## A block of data
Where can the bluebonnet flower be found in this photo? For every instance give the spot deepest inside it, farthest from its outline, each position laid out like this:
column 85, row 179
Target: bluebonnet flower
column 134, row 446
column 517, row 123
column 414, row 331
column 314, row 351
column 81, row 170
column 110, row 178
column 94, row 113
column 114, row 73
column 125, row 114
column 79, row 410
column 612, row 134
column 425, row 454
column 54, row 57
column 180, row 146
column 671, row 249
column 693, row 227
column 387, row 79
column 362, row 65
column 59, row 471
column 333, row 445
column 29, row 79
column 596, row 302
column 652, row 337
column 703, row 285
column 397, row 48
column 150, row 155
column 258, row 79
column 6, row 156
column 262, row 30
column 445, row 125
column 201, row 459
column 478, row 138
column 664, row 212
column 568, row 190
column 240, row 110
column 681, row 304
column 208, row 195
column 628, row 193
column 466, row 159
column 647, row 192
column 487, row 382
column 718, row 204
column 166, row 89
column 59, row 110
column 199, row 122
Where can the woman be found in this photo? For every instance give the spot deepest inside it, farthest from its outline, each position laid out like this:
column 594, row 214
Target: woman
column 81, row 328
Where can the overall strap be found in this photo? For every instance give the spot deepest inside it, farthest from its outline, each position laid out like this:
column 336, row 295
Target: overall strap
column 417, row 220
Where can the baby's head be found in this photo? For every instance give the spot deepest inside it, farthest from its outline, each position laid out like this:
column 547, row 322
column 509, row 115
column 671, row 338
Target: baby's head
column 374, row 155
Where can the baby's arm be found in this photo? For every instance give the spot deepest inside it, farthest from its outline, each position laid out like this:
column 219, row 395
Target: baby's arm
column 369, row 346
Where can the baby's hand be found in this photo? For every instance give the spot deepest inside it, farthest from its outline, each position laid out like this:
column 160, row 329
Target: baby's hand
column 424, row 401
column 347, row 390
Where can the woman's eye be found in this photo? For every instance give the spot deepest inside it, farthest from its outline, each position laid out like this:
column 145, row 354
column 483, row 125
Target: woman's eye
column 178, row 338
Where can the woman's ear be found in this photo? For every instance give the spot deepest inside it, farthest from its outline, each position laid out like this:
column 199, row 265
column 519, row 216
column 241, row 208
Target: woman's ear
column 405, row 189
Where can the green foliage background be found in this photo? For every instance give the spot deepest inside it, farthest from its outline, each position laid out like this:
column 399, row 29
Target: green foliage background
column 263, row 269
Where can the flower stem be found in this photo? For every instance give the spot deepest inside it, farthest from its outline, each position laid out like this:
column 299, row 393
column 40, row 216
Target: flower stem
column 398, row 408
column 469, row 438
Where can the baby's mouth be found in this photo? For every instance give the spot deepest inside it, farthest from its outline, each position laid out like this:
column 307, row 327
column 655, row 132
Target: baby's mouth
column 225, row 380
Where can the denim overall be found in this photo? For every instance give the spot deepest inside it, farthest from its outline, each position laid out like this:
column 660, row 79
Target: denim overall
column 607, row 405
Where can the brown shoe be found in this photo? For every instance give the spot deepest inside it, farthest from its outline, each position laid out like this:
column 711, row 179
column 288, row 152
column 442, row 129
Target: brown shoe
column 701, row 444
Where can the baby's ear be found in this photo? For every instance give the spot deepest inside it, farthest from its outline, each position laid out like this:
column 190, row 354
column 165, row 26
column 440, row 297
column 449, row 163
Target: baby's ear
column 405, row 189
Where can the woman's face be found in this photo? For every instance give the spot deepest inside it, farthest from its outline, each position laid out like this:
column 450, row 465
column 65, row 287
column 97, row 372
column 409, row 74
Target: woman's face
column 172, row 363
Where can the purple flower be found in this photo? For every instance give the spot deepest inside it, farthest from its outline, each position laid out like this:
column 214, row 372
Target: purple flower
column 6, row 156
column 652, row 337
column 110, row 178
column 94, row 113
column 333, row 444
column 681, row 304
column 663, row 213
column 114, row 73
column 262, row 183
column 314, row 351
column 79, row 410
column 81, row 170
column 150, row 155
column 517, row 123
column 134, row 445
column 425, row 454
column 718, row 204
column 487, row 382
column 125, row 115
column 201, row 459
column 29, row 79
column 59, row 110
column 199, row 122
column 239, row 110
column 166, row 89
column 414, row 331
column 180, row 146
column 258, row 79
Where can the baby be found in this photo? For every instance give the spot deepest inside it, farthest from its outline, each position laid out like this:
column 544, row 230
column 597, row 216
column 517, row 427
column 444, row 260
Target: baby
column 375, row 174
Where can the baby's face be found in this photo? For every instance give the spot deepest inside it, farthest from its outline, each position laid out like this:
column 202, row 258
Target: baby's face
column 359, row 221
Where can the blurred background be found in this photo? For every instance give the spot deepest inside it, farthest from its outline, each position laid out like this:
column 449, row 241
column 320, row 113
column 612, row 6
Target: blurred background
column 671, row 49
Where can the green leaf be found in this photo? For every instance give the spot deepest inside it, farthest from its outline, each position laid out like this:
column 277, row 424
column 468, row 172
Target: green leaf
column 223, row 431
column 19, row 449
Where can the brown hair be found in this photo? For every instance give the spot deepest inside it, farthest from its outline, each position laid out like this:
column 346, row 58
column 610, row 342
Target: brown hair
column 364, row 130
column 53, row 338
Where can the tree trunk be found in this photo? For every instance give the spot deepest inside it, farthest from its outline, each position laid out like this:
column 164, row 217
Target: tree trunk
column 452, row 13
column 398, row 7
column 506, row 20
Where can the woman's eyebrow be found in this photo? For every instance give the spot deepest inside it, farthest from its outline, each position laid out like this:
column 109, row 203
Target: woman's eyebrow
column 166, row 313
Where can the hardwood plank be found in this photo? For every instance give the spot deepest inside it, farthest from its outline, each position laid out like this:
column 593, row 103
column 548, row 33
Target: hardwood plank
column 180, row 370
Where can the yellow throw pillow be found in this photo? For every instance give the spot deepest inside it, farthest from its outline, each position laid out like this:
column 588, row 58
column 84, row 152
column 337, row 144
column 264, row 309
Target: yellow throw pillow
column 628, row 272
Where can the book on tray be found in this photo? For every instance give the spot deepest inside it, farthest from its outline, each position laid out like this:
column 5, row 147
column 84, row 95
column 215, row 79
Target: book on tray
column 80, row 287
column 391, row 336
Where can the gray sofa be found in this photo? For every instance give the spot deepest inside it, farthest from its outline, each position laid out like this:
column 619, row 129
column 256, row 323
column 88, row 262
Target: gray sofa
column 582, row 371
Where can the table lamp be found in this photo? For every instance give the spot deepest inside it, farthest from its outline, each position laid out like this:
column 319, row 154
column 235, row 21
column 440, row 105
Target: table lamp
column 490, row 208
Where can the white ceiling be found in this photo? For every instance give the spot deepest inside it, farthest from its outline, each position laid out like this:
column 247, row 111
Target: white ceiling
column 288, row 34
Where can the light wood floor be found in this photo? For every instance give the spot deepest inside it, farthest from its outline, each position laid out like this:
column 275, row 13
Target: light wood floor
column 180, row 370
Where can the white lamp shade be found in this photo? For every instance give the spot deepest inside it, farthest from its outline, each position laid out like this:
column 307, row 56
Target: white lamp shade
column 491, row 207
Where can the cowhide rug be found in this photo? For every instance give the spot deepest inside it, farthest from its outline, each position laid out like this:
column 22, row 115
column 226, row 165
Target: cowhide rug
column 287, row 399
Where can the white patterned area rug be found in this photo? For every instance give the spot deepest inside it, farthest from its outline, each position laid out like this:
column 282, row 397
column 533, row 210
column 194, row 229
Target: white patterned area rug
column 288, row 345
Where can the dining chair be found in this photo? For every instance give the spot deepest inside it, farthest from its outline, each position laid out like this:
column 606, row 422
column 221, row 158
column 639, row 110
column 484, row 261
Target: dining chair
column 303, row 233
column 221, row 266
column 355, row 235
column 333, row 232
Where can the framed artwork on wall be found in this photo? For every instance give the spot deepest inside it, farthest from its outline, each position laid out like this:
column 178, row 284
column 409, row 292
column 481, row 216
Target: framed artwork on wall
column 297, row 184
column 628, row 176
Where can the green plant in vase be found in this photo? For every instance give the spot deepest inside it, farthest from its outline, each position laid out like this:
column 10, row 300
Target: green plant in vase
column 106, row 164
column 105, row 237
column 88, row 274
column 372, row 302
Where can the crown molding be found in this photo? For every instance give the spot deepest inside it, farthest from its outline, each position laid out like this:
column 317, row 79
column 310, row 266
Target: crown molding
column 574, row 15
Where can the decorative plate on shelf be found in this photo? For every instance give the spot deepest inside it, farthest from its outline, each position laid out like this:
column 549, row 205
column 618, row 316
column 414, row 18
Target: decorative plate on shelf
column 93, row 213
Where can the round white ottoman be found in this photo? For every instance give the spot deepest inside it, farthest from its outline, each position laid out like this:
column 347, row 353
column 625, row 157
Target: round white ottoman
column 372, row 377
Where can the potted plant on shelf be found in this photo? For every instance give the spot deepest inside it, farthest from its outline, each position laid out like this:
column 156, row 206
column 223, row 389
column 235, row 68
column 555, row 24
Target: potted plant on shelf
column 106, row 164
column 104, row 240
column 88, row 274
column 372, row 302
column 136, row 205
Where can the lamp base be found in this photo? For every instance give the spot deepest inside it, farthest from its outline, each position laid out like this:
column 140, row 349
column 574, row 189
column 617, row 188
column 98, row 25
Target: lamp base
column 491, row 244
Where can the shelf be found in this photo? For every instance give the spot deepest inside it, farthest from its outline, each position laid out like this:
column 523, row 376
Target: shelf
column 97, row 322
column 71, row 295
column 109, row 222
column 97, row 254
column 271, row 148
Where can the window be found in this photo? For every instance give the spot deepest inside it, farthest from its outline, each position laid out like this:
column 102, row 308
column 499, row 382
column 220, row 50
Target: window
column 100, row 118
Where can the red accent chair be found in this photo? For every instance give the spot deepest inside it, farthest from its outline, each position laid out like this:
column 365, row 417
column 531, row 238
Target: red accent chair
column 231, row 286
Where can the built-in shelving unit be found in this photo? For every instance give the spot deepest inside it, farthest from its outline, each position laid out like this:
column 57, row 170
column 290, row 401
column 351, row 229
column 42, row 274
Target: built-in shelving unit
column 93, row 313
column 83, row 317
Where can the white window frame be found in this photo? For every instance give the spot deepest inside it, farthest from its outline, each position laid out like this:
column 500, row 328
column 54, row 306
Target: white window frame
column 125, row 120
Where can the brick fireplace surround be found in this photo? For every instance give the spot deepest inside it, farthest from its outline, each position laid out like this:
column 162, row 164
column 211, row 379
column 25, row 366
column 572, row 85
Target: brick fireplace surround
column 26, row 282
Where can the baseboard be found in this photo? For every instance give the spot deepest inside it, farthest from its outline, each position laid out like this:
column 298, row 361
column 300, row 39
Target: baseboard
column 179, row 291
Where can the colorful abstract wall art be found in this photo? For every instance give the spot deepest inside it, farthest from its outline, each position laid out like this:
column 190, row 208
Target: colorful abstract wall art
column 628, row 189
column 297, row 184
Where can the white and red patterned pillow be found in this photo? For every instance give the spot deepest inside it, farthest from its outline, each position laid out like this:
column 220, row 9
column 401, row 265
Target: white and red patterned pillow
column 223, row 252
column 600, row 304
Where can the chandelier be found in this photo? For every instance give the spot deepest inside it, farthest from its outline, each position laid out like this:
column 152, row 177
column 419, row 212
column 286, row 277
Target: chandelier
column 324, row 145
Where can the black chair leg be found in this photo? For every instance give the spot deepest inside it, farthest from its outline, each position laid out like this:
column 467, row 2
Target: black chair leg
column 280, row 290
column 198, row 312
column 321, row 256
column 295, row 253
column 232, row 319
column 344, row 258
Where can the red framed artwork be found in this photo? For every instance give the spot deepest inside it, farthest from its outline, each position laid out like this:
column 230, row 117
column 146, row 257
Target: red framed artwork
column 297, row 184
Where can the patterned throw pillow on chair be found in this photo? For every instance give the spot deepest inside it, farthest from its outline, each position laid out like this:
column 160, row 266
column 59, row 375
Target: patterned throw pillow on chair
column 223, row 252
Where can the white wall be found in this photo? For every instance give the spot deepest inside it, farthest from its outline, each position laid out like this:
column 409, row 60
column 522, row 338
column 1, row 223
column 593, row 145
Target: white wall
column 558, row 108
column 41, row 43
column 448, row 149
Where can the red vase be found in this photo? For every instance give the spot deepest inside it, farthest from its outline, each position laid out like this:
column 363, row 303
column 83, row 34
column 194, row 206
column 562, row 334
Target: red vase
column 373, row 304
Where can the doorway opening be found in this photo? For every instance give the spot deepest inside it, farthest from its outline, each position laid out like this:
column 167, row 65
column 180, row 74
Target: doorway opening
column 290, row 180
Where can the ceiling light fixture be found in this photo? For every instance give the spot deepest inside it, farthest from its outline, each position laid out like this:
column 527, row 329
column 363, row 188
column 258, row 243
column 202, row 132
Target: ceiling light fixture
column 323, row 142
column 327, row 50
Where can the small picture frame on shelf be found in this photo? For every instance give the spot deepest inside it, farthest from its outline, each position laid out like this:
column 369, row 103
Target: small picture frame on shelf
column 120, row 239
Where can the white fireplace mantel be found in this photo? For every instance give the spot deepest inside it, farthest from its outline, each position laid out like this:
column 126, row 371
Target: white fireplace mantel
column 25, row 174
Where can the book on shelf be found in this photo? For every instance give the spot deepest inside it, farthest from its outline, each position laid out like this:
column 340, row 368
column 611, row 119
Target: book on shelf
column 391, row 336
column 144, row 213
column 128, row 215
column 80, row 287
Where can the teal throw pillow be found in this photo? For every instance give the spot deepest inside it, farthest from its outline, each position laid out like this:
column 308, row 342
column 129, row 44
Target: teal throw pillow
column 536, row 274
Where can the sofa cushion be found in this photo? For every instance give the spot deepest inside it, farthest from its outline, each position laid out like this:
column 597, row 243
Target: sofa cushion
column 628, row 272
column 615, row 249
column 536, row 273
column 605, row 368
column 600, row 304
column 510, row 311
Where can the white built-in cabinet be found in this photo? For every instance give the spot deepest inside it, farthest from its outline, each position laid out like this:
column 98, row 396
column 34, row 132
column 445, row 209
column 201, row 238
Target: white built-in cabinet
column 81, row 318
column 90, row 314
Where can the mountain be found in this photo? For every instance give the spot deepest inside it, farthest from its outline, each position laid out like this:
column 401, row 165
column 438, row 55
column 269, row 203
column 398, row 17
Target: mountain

## What you have to do
Copy the lines above word for word, from the line with "Where can the window" to the line with "column 231, row 286".

## Reply
Where can the window be found in this photo? For every instance give the spot deepest inside it, farthest from its outline, each position laid out like this:
column 102, row 308
column 499, row 382
column 220, row 50
Target: window
column 100, row 118
Where can the red accent chair be found in this photo? For every instance give the spot deepest inside it, farthest from its outline, each position laid out like this:
column 365, row 417
column 531, row 238
Target: red accent chair
column 231, row 286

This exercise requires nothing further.